I looked at the entire diff - it was blowing past 1G of memory, after
all ;)

Thanks,

                Ilya
--
To unsubscribe from this list: send the line "unsubscribe ceph-devel" in
the body of a message to majordomo@vger.kernel.org
More majordomo info at  http://vger.kernel.org/majordomo-info.html
Douglas Fuller March 2, 2016, 2:56 p.m. UTC | #3
> On Mar 2, 2016, at 9:10 AM, Ilya Dryomov <idryomov@gmail.com> wrote:
> 
> On Wed, Mar 2, 2016 at 2:59 PM, Douglas Fuller <dfuller@redhat.com> wrote:
>> 
>>> On Mar 2, 2016, at 6:26 AM, Ilya Dryomov <idryomov@gmail.com> wrote:
>>> 
>> 
>>> I also spotted two memory leaks on the NOTIFY_COMPLETE path in
>>> __do_event().  The event one is trivial,
>> 
>> We cannot free the event here because CEPH_WATCH_EVENT_NOTIFY_COMPLETE fills values needed by the caller that may be waiting on it. The waiter has to call ceph_osdc_cancel_event when done with it.
> 
> My ceph_osdc_put_event() doesn't free the event, it just puts a ref
> that was acquired above with get_event().

That ref should be put by a call to ceph_osdc_cancel_event in that particular case. It looks like the event ref counting may need attention, though. I’ll look further.

>>> the page vector one I have
>>> a question about.  The data item is allocated in alloc_msg() and the
>>> actual buffer is then passed into __do_event() and eventually into
>>> rbd_send_async_notify(), but not further up the stack.  Is anything
>>> going to use it?  If not, we should remove it entirely.
>> 
>> The incoming message may contain the data item. In the case of CEPH_WATCH_EVENT_NOTIFY_COMPLETE, rbd does not expect any data from the OSD, only the return code. The protocol allows it to be present, though, so osd_client should handle this case.
> 
> If there won't be any users of it on the kernel client side, there's no
> point in allocating the data item, extracting that data and propagating
> it half way up, only to discard the data and free the data item.

alloc_msg will have to allocate and the data item anyway, because CEPH_MSG_WATCH_NOTIFY might contain one. We only know that krbd is not expecting one iff the notify opcode is CEPH_WATCH_EVENT_NOTIFY_COMPLETE, but we do not decode that until later.

We could do as you suggest in your patch and free the data item there. It should be empty anyway for these cases, so this will not save memory. We could shrink the ceph_osd_event struct by a pointer and a size_t, though.

>> Yes. I thought you promised not to look at the garbage/junk commits, where that line is.
> 
> I looked at the entire diff - it was blowing past 1G of memory, after
> all ;)

Your test was, or the diff was? ;)

_BRIEF 1_
Could you rewrite the Ceph thread between "alloc_msg will have" and "a size_t, though.", inclusive, renaming "data item" to "data buffer"?
The entries below have no connection to the Ceph thread.

_STORED ROWS_
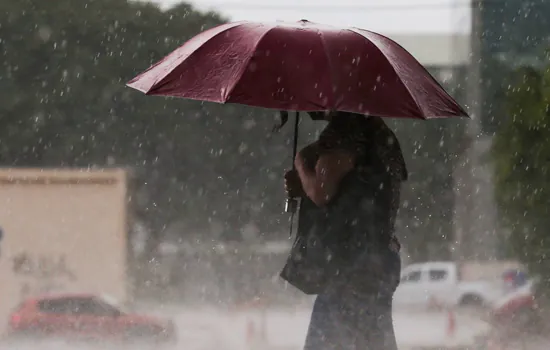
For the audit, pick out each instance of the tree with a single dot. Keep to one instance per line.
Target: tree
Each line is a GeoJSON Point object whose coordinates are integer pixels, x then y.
{"type": "Point", "coordinates": [521, 153]}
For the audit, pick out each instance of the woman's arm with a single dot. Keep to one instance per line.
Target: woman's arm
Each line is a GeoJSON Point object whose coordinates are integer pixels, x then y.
{"type": "Point", "coordinates": [321, 183]}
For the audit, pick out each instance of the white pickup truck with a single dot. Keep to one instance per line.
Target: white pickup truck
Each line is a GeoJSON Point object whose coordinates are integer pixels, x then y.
{"type": "Point", "coordinates": [443, 284]}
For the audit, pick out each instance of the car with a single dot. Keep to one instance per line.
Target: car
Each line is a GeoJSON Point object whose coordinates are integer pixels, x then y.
{"type": "Point", "coordinates": [441, 283]}
{"type": "Point", "coordinates": [85, 317]}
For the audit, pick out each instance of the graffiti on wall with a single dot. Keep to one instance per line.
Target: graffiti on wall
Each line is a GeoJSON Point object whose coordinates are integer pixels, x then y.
{"type": "Point", "coordinates": [40, 274]}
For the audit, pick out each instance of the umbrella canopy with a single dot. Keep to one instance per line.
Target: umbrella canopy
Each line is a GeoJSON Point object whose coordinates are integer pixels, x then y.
{"type": "Point", "coordinates": [302, 67]}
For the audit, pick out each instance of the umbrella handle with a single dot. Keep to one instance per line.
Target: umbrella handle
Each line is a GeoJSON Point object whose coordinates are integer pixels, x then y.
{"type": "Point", "coordinates": [291, 204]}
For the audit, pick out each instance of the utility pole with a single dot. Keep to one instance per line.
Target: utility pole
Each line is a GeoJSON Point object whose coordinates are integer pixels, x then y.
{"type": "Point", "coordinates": [465, 180]}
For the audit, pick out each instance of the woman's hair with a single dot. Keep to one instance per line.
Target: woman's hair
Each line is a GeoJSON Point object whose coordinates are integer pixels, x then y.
{"type": "Point", "coordinates": [367, 134]}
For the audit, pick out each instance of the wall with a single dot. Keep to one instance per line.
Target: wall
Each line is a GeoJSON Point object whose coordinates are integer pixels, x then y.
{"type": "Point", "coordinates": [64, 231]}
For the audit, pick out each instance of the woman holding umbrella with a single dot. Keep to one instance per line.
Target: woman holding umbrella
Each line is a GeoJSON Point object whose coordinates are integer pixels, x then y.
{"type": "Point", "coordinates": [349, 180]}
{"type": "Point", "coordinates": [356, 158]}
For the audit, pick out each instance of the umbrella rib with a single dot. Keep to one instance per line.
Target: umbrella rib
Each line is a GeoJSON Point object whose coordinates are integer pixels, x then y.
{"type": "Point", "coordinates": [330, 66]}
{"type": "Point", "coordinates": [245, 65]}
{"type": "Point", "coordinates": [420, 109]}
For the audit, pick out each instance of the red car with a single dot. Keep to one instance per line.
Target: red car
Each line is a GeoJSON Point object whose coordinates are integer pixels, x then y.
{"type": "Point", "coordinates": [84, 317]}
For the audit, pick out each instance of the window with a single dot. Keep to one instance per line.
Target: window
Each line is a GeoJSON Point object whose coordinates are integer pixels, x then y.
{"type": "Point", "coordinates": [93, 307]}
{"type": "Point", "coordinates": [413, 276]}
{"type": "Point", "coordinates": [438, 275]}
{"type": "Point", "coordinates": [56, 306]}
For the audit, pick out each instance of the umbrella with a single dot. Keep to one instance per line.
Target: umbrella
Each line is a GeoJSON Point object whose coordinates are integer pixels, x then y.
{"type": "Point", "coordinates": [300, 66]}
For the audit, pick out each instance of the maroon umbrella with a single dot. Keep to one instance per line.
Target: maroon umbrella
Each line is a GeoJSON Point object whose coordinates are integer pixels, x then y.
{"type": "Point", "coordinates": [302, 67]}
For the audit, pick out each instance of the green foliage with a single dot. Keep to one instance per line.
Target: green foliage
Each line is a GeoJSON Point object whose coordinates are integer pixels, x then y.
{"type": "Point", "coordinates": [521, 154]}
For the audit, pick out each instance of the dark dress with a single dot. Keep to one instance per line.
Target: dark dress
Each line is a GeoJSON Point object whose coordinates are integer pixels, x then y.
{"type": "Point", "coordinates": [355, 310]}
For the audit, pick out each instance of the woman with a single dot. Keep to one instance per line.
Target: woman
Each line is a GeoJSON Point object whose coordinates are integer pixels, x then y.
{"type": "Point", "coordinates": [357, 166]}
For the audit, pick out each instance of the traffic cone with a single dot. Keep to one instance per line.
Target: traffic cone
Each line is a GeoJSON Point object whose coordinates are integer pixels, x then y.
{"type": "Point", "coordinates": [451, 323]}
{"type": "Point", "coordinates": [250, 332]}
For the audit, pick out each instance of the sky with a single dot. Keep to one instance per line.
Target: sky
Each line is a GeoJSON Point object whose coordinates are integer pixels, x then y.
{"type": "Point", "coordinates": [385, 16]}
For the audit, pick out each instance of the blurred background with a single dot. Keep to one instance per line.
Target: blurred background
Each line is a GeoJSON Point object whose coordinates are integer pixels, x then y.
{"type": "Point", "coordinates": [202, 183]}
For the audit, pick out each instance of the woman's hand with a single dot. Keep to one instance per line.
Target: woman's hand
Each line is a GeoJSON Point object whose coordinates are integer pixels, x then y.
{"type": "Point", "coordinates": [293, 184]}
{"type": "Point", "coordinates": [309, 155]}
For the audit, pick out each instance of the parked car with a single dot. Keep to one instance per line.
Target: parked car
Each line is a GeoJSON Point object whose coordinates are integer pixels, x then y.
{"type": "Point", "coordinates": [515, 321]}
{"type": "Point", "coordinates": [442, 283]}
{"type": "Point", "coordinates": [84, 317]}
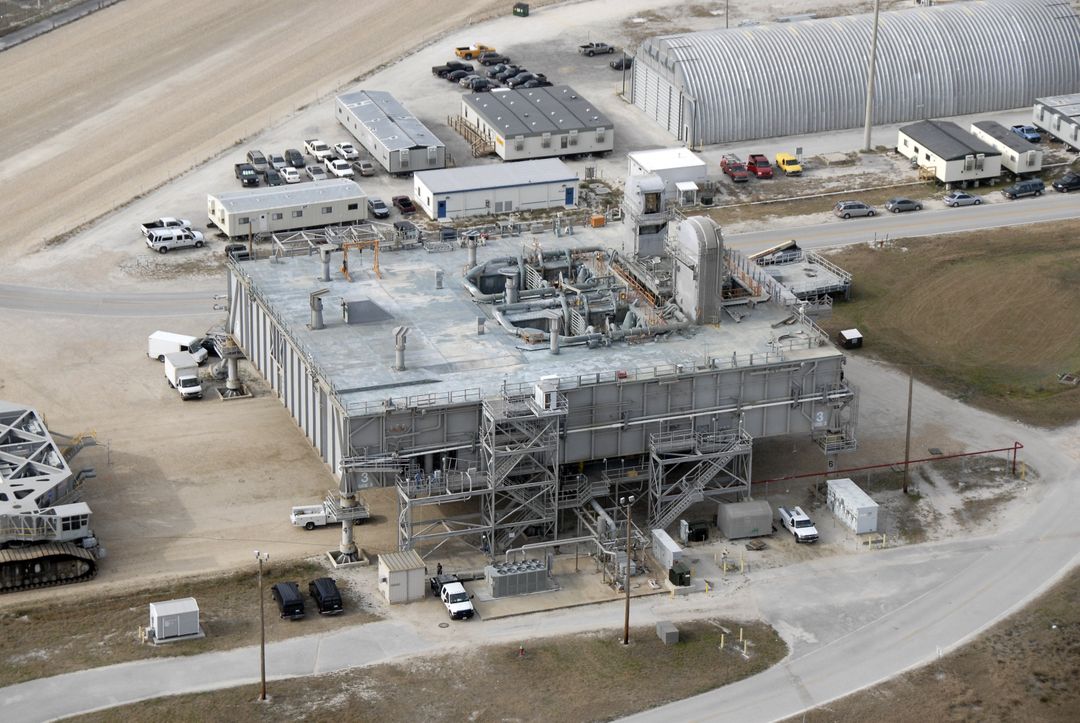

_BRIEF 2_
Can you arrange the entries from the line holding "For the audit, pick out each instance of the woman with" through the end of the entries, inclusive, as a two-column CSV with the columns instruction and points? Give one row per request, with its text and its answer each in a single quoted field and line breaks turned into spaces, and leave out the pictures.

_EXERCISE RESPONSE 1_
alloc_msg will have to allocate and the data buffer anyway, because CEPH_MSG_WATCH_NOTIFY might contain one. We only know that krbd is not expecting one iff the notify opcode is CEPH_WATCH_EVENT_NOTIFY_COMPLETE, but we do not decode that until later.

We could do as you suggest in your patch and free the data buffer there. It should be empty anyway for these cases, so this will not save memory. We could shrink the ceph_osd_event struct by a pointer and a size_t, though.

_EXERCISE RESPONSE 2_
instruction,points
"For the audit, pick out each instance of the woman with a single dot. Keep to one instance per line. Target: woman Each line is a GeoJSON Point object whose coordinates are integer pixels, x then y.","{""type"": ""Point"", ""coordinates"": [357, 166]}"
"For the audit, pick out each instance of the traffic cone with a single dot. Keep to one instance per line. Target: traffic cone Each line is a GeoJSON Point object whose coordinates are integer pixels, x then y.","{""type"": ""Point"", ""coordinates"": [451, 323]} {""type"": ""Point"", ""coordinates"": [250, 332]}"
"For the audit, pick out each instance of the sky with a single dot. Keep to one instance per line. Target: sky Each line is a GeoJSON Point object whose coordinates are integer pixels, x then y.","{""type"": ""Point"", ""coordinates"": [385, 16]}"
"For the audit, pick out each instance of the blurred background with a single dot. Keep to one instance per line. Target: blurred background Each line is a GeoJSON Point object whose coordinates are integer pixels, x then y.","{""type"": ""Point"", ""coordinates"": [202, 183]}"
"For the audit, pick out each instance of the woman's hand with a single dot. Keep to one instance per line. Target: woman's hand Each line is a GeoJSON Point object whose coordinates are integer pixels, x then y.","{""type"": ""Point"", ""coordinates"": [293, 184]} {""type"": ""Point"", ""coordinates"": [309, 155]}"
"For the audit, pick out each instance of the parked car with a single dot. Keep to one instance per line. Target: parked car Each line is a GeoJSON Point object whose coordinates are integer pixels, x then y.","{""type"": ""Point"", ""coordinates"": [515, 321]} {""type"": ""Point"", ""coordinates"": [442, 283]} {""type"": ""Point"", ""coordinates"": [84, 317]}"